• **Given exercise**: In the lines below, find the one that contains "of the paint" and write it out exactly, along with every line that follows it.
─── Data supplied ───
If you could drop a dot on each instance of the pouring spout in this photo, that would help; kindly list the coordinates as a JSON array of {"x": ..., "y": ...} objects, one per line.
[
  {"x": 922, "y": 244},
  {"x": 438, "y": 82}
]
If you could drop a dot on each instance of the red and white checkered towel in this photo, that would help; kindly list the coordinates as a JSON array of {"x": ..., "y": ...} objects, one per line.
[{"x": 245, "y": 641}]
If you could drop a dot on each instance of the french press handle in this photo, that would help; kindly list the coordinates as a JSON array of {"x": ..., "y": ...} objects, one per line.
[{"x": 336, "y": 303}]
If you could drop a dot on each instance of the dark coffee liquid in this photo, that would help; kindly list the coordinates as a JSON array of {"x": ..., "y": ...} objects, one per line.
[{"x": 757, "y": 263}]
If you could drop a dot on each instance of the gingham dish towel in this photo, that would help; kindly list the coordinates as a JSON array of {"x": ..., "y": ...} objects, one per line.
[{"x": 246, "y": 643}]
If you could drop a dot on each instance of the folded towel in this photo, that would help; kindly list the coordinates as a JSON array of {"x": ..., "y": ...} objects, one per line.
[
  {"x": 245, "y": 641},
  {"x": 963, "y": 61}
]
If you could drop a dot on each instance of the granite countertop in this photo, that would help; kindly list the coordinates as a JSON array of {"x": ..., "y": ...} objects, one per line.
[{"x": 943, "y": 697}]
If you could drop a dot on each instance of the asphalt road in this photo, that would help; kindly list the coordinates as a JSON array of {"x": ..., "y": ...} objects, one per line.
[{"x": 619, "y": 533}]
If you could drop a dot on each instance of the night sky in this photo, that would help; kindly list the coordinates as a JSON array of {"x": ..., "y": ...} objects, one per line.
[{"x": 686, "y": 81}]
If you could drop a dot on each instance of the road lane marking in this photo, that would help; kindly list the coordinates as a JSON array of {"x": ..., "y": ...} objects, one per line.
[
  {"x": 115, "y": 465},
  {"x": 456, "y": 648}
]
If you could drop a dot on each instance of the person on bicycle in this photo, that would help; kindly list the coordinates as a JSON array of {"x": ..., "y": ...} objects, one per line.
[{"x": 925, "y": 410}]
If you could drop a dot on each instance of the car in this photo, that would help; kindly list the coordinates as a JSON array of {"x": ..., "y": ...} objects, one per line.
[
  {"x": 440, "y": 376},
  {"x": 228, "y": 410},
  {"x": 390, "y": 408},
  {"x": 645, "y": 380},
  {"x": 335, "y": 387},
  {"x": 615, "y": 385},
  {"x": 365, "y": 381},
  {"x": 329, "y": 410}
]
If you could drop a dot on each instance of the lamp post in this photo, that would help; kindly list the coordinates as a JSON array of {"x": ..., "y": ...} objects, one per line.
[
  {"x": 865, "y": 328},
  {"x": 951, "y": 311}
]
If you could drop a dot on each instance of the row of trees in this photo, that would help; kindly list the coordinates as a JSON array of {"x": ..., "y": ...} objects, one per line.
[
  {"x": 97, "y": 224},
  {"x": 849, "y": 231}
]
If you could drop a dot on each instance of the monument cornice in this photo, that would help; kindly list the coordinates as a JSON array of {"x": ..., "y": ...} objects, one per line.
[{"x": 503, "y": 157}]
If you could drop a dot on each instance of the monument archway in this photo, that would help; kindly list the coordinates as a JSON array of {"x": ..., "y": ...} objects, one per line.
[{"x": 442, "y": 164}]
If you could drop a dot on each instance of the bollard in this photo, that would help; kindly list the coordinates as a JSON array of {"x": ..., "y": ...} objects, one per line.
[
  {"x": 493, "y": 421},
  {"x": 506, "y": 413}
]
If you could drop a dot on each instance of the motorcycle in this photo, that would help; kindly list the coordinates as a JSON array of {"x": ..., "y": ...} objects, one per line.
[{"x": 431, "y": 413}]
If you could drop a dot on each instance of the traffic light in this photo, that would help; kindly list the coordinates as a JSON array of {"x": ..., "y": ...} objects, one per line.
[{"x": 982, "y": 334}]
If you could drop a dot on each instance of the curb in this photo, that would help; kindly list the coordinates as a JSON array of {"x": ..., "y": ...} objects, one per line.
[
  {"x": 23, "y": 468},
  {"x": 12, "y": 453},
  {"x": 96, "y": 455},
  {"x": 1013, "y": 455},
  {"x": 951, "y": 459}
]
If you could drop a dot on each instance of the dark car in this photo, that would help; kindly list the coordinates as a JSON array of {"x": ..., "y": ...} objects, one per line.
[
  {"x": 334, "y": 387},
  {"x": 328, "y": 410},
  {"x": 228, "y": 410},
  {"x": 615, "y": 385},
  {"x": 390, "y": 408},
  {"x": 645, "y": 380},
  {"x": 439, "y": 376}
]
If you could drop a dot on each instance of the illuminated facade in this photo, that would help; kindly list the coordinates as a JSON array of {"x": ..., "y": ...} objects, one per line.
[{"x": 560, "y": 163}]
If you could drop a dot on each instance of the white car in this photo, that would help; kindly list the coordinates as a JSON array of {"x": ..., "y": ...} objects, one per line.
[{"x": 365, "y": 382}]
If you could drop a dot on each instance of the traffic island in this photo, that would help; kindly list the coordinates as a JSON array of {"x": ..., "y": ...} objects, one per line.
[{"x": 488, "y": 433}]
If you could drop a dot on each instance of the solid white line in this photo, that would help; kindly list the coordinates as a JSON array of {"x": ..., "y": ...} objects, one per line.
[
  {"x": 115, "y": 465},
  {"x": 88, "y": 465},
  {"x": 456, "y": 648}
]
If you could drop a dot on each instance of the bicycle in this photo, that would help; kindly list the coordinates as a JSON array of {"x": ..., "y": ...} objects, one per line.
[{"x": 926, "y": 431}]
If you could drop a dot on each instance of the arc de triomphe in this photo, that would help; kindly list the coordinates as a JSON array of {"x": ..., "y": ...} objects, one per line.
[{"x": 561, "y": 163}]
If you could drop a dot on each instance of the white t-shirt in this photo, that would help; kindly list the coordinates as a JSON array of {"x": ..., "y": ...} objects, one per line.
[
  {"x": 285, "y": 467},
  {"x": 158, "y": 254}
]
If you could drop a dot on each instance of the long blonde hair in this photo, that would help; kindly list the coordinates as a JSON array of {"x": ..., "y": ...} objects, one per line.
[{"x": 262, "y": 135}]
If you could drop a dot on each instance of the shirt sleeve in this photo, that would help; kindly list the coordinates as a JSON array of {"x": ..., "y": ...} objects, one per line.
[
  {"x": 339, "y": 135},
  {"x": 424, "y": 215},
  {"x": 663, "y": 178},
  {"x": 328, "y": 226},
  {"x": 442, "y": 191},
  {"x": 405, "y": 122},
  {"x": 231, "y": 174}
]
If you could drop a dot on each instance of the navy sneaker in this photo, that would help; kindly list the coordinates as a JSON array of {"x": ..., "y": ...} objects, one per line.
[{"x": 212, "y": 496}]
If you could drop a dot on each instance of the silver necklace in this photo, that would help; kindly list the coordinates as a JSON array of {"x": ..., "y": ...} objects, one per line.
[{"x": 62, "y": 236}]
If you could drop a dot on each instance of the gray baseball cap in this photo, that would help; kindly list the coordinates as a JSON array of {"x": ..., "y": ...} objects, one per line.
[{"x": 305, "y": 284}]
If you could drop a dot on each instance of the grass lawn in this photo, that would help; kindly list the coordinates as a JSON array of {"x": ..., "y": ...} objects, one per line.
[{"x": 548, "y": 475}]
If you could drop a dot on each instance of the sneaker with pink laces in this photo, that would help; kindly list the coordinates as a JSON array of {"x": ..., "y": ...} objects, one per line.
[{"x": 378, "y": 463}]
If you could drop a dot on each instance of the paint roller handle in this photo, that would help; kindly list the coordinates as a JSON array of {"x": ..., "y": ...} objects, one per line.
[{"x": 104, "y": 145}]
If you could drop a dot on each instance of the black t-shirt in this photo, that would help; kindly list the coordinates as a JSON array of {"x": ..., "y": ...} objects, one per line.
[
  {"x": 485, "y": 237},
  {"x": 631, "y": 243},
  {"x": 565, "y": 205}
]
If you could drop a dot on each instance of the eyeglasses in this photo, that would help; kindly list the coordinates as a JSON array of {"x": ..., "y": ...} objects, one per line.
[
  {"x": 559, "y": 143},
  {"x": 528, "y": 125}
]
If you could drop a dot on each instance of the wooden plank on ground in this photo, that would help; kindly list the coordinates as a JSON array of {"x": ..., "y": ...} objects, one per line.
───
• **Right answer**:
If you could drop a dot on each instance of the paint roller handle in this photo, that would help; kindly list the coordinates as a JSON array of {"x": ..., "y": ...} objects, one per line.
[{"x": 104, "y": 145}]
If you could drop a dot on each instance of the black t-shirt in this photo, that would help; kindly list the coordinates as a JSON array of {"x": ..., "y": ...} objects, one per line.
[
  {"x": 485, "y": 237},
  {"x": 631, "y": 243},
  {"x": 565, "y": 205}
]
If you could drop a dot on each instance of the eyeglasses in this photo, that would help; kindly list the coordinates as a JSON array of {"x": ..., "y": ...} objects, one per line.
[
  {"x": 559, "y": 143},
  {"x": 528, "y": 125}
]
If you could drop a dot on each instance of the wooden plank on ground in this photo, that would help; kindly list the coordinates as a JSON array of {"x": ..., "y": ...} objects, one per line.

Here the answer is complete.